Re: Finding uniques across a big join

From: "Jim C(dot) Nasby" <jim(at)nasby(dot)net>
To: "John D(dot) Burger" <john(at)mitre(dot)org>
Cc: PostgreSQL general <pgsql-general(at)postgresql(dot)org>
Subject: Re: Finding uniques across a big join
Date: 2005-11-30 18:13:01
Message-ID: 20051130181301.GG13642@nasby.net
Views: Raw Message | Whole Thread | Download mbox | Resend email
Thread:
Lists: pgsql-general

It will probably be a win to come up with a list of potential records
from each table, instead of after doing the 3-way join. so something
like:

(SELECT gazPlaceID FROM gazPlaces GROUP BY featureType HAVING count(*)=1)
JOIN
(SELECT ...)

If you post the output of explain (or explain analyze is even better)
then people could probably make better suggestions.

Dataset extract

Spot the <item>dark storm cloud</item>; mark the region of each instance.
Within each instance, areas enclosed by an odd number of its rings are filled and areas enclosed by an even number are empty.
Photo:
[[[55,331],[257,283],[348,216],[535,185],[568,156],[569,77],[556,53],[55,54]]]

Job 1
List every option shown on the "Views:" line of the mailing list message about finding uniques across a big join.
Job 2
Extend the mailing list message about finding uniques across a big join, picking up right after its final sentence.

Expected output 1
- Raw Message
- Whole Thread
- Download mbox
- Resend email

Expected output 2
On Tue, Nov 29, 2005 at 09:58:49PM -0500, John D. Burger wrote:
> I could use some help with the following:
>
> I have a database of geographic entities with attributes spread across
> several tables. I need to determine which entities are unique with
> respect to some of those attributes. I'm using the following query:
>
> select p2.gazPlaceID from
> (select p1.featureType, n1.placeNameID, c1.containerID
> from gazPlaces as p1
> join gazNamings as n1 using (gazPlaceID)
> join gazContainers as c1 using (gazPlaceID)
> group by p1.featureType, n1.placeNameID, c1.containerID
> having count(*) = 1) as uniqs,
> gazPlaces as p2
> join gazNamings as n2 using (gazPlaceID)
> join gazContainers as c2 using (gazPlaceID)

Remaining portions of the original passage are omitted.